We measured the level of infectious prions in the red cell concentrate before and after filtration using the Western blot assay.
The results from the Western blot assay show that all the infectious prions were removed well below the limit of detection of the assay. In contrast, our standard leukocyte reduction filter (BPF4) failed to remove a significant amount of infectious prions. Note that the results (above) were obtained using brain materials that were spiked or added into red cell concentrate.
Endogenously Infected Red Cell Concentrate: In this study, we initially injected hamsters with an agent that induces scrapie in hamsters. This particular strain is called the 263K. About 150-200 hamsters were injected intracerebrally with the scrapie agent. After 70 days the animals developed scrapie and blood samples were collected into CPD anticoagulant.
About 500mL of blood were collected and then processed into red cell concentrate using standard blood bank procedure. The red cell concentrate was then filtered with the new prion reduction filter in a manner that was similar to what I showed you earlier.

» Problems to work on:
(1) In order, list the actions the researchers carried out in the endogenously infected red cell concentrate study in the prion filtration passage.
(2) Return the prion filtration passage's text from the words "We measured the" through the words "red cell concentrate.".
The records that follow have no connection to the prion filtration passage.

» Recorded information:
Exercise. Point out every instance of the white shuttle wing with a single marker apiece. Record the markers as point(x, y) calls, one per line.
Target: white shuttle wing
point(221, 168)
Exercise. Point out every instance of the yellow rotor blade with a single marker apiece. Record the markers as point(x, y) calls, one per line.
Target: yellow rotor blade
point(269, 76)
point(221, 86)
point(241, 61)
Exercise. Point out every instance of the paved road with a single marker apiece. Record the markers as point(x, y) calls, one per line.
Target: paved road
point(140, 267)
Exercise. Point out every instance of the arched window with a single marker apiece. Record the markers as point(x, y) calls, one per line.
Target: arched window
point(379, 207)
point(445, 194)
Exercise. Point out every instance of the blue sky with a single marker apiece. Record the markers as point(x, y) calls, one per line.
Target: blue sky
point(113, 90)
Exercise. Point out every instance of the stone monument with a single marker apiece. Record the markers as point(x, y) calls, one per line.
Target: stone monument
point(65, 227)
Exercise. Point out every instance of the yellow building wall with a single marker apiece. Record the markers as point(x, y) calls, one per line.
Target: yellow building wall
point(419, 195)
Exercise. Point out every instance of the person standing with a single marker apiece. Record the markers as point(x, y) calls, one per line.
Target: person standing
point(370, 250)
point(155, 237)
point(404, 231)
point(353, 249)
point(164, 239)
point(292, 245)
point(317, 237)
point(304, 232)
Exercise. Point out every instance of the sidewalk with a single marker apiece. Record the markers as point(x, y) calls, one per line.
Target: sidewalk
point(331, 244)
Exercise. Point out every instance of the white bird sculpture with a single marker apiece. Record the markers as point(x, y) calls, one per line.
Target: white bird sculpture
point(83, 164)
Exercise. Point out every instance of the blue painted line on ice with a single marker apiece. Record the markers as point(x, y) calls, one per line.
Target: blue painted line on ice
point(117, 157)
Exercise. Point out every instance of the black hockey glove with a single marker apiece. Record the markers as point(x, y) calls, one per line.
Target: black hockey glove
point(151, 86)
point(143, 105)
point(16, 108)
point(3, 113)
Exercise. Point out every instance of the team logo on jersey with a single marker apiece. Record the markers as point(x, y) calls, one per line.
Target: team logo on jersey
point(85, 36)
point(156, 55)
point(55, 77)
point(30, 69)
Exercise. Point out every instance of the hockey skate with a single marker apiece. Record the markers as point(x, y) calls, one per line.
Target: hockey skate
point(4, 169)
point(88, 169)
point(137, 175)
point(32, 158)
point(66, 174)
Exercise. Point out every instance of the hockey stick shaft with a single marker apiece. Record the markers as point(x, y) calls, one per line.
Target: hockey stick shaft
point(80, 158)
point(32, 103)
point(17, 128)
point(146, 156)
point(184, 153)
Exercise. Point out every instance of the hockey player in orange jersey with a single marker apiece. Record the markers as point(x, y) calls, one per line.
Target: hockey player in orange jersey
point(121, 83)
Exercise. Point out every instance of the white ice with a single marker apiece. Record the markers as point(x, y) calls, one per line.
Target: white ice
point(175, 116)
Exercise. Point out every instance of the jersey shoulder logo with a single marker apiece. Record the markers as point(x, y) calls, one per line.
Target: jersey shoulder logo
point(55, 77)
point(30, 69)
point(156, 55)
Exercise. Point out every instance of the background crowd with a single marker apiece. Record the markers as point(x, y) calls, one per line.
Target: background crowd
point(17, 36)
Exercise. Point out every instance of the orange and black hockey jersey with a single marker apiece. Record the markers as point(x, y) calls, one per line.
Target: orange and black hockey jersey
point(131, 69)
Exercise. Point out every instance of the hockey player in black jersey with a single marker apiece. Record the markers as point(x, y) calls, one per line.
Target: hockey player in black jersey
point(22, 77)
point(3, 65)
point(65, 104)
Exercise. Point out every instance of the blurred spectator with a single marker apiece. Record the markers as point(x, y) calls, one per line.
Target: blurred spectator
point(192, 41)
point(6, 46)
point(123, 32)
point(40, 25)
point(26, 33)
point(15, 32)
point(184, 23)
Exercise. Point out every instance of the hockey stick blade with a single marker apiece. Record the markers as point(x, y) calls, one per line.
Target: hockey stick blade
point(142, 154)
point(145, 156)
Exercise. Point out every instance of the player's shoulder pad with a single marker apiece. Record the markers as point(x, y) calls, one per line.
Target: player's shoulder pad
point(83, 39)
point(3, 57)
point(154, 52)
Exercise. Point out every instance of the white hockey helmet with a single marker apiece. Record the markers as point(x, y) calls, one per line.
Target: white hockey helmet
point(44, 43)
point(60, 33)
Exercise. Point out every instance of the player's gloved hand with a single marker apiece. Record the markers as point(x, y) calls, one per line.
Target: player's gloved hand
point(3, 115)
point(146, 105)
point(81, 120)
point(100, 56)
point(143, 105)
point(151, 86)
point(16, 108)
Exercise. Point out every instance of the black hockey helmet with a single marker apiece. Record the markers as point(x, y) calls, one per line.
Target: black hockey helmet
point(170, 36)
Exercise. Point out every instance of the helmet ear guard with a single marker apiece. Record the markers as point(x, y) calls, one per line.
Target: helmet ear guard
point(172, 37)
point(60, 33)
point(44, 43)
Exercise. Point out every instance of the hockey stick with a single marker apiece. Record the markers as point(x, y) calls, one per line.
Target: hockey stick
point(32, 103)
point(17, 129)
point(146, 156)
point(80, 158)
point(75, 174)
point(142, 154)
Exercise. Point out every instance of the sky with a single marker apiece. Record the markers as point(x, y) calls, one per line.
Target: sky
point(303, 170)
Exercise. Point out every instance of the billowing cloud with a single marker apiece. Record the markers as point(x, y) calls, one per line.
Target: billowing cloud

» Answers to this exercise:
(1)
1. Injected about 150-200 hamsters intracerebrally with the 263K scrapie agent.
2. Collected blood samples into CPD anticoagulant after the animals developed scrapie at 70 days.
3. Processed about 500mL of the collected blood into red cell concentrate using standard blood bank procedure.
4. Filtered the red cell concentrate with the new prion reduction filter.

(2)
We measured the level of infectious prions in the red cell concentrate before and after filtration using the Western blot assay.
The results from the Western blot assay show that all the infectious prions were removed well below the limit of detection of the assay. In contrast, our standard leukocyte reduction filter (BPF4) failed to remove a significant amount of infectious prions. Note that the results (above) were obtained using brain materials that were spiked or added into red cell concentrate.